::: RECORDED INFORMATION :::

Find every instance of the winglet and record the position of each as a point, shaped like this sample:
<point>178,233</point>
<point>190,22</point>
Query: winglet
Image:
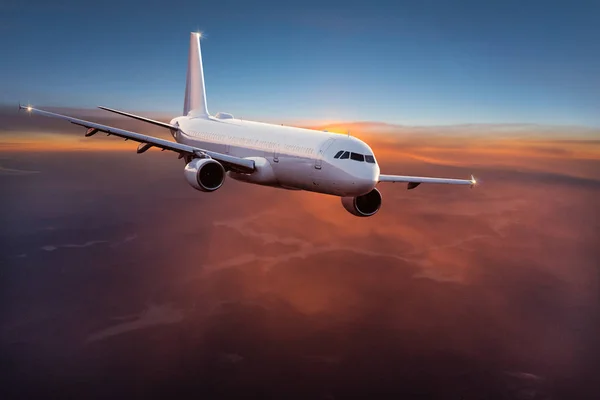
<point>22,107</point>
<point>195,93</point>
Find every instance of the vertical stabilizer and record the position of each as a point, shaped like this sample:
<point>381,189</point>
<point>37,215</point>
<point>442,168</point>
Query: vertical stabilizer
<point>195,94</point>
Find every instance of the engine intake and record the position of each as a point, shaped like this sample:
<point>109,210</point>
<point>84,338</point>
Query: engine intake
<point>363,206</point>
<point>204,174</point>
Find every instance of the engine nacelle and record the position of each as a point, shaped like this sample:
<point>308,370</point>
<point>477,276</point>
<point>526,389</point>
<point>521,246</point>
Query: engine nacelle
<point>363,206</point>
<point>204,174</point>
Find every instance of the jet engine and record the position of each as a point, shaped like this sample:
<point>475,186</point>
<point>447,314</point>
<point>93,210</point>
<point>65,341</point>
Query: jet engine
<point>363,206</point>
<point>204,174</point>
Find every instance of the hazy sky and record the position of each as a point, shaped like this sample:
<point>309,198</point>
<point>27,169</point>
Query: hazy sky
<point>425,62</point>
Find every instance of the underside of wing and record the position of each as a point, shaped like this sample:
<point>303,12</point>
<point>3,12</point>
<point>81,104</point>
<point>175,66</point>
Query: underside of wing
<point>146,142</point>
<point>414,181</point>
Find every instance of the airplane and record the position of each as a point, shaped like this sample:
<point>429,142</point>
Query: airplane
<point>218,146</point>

:::

» **ACTIVITY**
In the data above, find the line that contains "<point>84,338</point>" and the line that contains "<point>65,341</point>". Repeat exactly those lines and every line between them, and only those.

» **ANSWER FOR THIS EXERCISE**
<point>84,338</point>
Query: engine intake
<point>363,206</point>
<point>204,174</point>
Find every instance of the engine nacelle and record the position of each as a point, shaped like this sample:
<point>308,370</point>
<point>477,276</point>
<point>526,389</point>
<point>521,246</point>
Query: engine nacelle
<point>363,206</point>
<point>204,174</point>
Find every instance of the jet engine and record the position of each as a point, shaped like this sample:
<point>475,186</point>
<point>447,314</point>
<point>93,210</point>
<point>65,341</point>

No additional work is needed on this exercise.